**Text excerpt**:
====

I Can Be Healed
Good Friday is a day so packed with words and energy, that further words often seem intrusive and unnecessary.
Having listened to the account of Our Lord’s Passion either read or sung, we have followed the contours of the darkest day in history. God has come into the world, and has manifested his great love in the flesh; yet that flesh has been subject to all kinds of mistreatment, humiliation, scourging, torture and death, ultimately because of the rejection of that love.
It is not only difficult to hear because it puts before us the sin and brutality of a past event, which we feel we are duty bound to mark, as we tend to do with brutal events, ‘lest we forget’. We know all too well that the brutality that killed Our Lord is not new, and there are obvious, tangible events of just that kind manifesting themselves in our time to a world that is keenly watching, at least for now. Not to mention the countless other places where it has has does go on, with little or no interest raised. As Christians, we are supposed to make a connection with this day, a day we bring to mind on other Fridays throughout the year, so that we don’t forget to unite the sufferings of our Lord and the sufferings of violence and injustice in our world in our prayers and, of course, in our actions to build a different and better world.

====

[Lines of data]
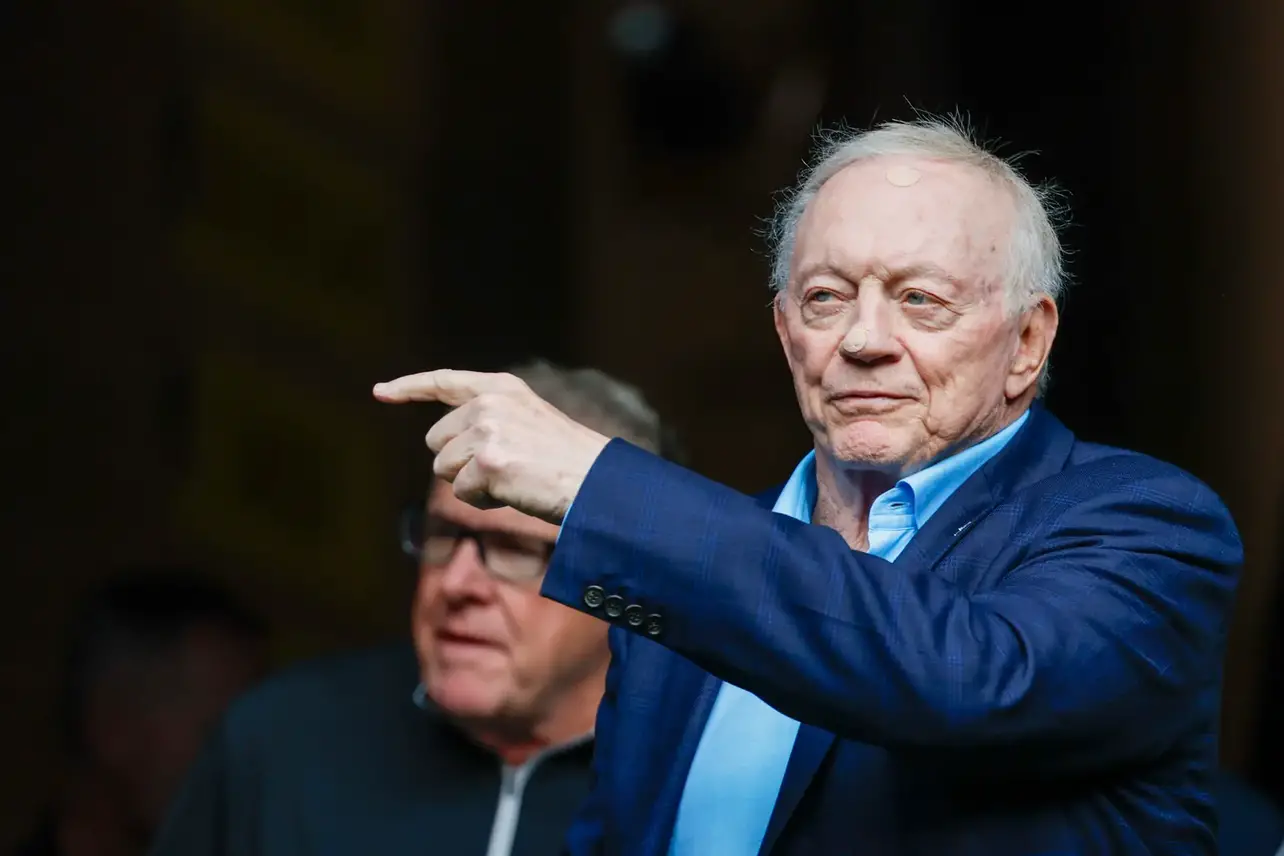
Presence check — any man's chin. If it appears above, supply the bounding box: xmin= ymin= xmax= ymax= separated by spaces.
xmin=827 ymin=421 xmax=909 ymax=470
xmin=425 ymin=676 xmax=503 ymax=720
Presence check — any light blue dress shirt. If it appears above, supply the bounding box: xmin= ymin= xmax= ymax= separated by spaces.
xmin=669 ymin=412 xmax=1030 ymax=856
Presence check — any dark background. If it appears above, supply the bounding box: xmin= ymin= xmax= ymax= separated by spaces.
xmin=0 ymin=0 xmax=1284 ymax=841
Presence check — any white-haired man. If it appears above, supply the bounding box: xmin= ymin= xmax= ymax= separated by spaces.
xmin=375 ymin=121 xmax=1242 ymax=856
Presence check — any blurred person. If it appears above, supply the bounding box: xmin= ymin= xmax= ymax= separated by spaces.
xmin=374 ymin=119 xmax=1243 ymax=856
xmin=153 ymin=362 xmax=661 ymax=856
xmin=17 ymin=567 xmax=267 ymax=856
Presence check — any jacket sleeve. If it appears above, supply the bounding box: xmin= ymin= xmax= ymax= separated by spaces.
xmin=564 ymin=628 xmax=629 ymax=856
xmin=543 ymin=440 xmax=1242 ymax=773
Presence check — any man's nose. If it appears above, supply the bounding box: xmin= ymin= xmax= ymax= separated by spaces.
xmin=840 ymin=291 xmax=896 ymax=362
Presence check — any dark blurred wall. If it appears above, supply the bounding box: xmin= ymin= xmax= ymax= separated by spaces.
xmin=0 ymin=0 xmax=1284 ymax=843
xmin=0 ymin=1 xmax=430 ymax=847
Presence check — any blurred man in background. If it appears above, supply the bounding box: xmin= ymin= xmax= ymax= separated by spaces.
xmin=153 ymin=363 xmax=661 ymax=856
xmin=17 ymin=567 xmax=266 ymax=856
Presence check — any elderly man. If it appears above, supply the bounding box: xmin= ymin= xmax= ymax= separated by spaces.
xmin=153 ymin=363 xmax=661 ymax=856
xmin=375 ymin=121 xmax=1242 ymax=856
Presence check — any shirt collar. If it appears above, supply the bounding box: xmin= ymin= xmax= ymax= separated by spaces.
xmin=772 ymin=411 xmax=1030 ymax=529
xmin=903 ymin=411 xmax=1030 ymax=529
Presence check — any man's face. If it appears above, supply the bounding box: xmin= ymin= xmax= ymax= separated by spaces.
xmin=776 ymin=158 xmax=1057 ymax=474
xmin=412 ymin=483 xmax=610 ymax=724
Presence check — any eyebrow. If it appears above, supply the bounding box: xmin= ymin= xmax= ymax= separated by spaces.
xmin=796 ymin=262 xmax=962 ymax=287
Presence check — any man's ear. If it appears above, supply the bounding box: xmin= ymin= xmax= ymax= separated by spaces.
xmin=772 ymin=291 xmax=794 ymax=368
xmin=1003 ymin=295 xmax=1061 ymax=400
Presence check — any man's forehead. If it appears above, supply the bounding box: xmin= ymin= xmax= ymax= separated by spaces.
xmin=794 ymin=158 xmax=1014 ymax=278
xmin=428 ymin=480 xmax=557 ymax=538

====

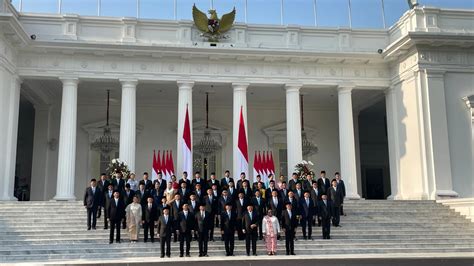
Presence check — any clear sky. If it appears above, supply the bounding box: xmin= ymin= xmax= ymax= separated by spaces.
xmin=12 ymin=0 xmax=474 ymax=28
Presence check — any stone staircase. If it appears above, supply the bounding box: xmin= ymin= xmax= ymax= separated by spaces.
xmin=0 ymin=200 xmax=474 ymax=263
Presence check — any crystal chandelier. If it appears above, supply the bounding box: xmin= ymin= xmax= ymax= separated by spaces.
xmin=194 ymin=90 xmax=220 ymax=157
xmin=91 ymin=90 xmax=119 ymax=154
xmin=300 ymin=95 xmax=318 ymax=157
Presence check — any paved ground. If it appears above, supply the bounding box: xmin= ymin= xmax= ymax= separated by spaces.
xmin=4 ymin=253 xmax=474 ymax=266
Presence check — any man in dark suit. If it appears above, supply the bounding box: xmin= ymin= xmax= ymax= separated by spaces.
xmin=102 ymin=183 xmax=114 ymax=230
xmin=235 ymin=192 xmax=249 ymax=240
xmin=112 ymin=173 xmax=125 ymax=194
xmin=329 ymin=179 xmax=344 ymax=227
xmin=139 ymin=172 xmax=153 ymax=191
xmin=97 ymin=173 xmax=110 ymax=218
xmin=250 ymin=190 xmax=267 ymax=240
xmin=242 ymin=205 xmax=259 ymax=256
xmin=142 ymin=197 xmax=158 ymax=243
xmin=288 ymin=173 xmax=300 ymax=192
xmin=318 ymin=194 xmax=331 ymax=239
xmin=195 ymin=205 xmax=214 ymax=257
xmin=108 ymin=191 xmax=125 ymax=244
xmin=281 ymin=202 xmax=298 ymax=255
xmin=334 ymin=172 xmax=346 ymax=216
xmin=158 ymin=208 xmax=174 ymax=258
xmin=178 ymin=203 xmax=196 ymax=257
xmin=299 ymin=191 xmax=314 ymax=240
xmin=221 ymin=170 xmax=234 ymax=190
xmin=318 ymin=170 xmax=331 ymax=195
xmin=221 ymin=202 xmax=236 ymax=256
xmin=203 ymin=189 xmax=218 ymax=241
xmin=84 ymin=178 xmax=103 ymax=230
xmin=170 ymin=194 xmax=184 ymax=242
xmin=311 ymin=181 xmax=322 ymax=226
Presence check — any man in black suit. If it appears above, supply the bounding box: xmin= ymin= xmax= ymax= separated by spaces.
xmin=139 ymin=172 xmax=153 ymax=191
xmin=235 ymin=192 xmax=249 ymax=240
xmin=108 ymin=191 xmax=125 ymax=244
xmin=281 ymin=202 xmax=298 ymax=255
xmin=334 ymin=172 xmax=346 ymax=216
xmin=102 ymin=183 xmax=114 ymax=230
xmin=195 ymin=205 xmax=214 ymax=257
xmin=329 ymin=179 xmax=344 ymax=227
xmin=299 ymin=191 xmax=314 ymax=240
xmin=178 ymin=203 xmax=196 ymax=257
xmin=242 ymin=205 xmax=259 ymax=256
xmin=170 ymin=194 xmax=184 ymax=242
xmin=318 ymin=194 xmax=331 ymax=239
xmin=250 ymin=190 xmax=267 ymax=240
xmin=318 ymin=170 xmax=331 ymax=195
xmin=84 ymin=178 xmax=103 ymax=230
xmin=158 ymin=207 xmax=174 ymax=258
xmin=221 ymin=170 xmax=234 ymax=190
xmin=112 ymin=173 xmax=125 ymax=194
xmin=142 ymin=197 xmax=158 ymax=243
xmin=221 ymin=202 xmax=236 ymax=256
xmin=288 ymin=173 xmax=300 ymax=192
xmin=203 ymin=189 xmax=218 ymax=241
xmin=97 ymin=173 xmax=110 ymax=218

====

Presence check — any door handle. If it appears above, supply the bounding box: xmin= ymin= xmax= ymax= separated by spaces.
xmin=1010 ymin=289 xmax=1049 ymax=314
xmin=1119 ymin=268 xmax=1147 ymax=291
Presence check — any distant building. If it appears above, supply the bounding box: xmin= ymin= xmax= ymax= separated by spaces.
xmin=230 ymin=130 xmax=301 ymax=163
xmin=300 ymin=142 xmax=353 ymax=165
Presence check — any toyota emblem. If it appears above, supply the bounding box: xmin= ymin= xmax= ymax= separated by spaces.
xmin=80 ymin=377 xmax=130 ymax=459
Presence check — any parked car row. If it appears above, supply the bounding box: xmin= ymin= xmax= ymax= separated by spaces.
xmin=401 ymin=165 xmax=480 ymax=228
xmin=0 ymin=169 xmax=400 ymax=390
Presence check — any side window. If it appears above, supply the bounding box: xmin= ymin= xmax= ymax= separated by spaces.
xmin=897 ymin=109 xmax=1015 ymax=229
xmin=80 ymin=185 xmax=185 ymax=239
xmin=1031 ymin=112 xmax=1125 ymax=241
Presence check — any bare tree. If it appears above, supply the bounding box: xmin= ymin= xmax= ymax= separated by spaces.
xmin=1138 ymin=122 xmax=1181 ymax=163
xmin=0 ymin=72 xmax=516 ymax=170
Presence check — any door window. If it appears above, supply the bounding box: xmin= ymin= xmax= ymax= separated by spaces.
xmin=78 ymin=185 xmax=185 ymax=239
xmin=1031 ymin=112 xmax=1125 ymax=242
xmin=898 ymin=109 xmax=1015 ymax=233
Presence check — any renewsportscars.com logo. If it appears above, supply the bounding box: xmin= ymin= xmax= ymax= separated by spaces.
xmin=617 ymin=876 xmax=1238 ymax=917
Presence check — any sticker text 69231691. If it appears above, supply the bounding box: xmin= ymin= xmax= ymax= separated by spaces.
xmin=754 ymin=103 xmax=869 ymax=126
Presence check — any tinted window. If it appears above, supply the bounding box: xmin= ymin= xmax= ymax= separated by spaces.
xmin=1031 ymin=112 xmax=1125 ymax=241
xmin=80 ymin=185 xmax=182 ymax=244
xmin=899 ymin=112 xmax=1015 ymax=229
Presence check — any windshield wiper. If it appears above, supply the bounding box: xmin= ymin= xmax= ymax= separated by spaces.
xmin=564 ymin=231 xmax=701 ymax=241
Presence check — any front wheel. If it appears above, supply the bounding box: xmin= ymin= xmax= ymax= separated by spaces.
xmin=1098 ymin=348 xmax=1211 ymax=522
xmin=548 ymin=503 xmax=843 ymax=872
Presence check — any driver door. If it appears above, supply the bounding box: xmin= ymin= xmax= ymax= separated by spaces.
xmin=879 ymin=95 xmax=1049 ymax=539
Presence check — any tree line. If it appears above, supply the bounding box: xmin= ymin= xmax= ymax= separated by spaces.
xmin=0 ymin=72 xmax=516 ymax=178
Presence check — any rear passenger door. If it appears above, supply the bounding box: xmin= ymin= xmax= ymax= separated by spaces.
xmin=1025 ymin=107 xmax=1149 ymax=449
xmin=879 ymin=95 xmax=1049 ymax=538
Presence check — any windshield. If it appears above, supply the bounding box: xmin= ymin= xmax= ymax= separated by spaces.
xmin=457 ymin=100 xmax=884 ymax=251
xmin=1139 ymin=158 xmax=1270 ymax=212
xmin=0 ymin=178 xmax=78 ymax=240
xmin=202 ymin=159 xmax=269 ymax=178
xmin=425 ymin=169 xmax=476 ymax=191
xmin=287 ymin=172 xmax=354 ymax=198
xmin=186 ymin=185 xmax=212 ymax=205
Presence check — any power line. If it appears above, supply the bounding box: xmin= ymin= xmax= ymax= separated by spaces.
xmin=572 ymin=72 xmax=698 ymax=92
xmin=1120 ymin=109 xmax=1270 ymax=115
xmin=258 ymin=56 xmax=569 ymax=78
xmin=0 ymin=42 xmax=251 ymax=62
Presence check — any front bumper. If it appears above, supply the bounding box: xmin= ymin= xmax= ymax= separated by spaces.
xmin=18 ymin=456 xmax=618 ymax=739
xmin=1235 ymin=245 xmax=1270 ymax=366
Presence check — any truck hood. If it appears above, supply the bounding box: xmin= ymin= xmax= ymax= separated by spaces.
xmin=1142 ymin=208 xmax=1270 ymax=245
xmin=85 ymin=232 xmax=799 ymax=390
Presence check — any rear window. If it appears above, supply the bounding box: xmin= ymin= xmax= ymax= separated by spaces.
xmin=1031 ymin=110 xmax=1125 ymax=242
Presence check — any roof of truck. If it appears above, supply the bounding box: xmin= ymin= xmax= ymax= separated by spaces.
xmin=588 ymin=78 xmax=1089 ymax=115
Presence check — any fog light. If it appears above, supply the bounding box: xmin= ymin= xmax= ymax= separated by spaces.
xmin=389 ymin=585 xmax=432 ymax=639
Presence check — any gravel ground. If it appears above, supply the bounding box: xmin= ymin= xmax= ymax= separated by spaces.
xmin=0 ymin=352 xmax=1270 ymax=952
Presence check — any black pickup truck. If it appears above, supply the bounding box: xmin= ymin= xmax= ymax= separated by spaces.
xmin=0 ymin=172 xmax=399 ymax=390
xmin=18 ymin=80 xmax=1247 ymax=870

====

**Objective 1**: In the Good Friday homily, on which other days do Christians bring this day to mind?
**Objective 2**: From the records, extract the part that opens with the line containing "Presence check — any man's chin." and closes with the line containing "xmin=425 ymin=676 xmax=503 ymax=720", both lines included, and reproduce each line unchanged.
The text and the records have no connection to each other.

**Final result 1**: On other Fridays throughout the year.

**Final result 2**:
Presence check — any man's chin. If it appears above, supply the bounding box: xmin= ymin= xmax= ymax= separated by spaces.
xmin=827 ymin=421 xmax=909 ymax=470
xmin=425 ymin=676 xmax=503 ymax=720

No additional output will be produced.